**Task to carry out**.
From the line containing "Format = a JSON" to the last line of the records below, repeat every line exactly and add nothing else.

Task material below:

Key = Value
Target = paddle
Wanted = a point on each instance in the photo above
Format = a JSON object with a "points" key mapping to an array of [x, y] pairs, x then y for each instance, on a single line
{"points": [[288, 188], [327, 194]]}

End of Task material.

**Answer to the exercise**.
Format = a JSON object with a "points" key mapping to an array of [x, y] pairs, x then y for each instance, on a single line
{"points": [[288, 188], [327, 194]]}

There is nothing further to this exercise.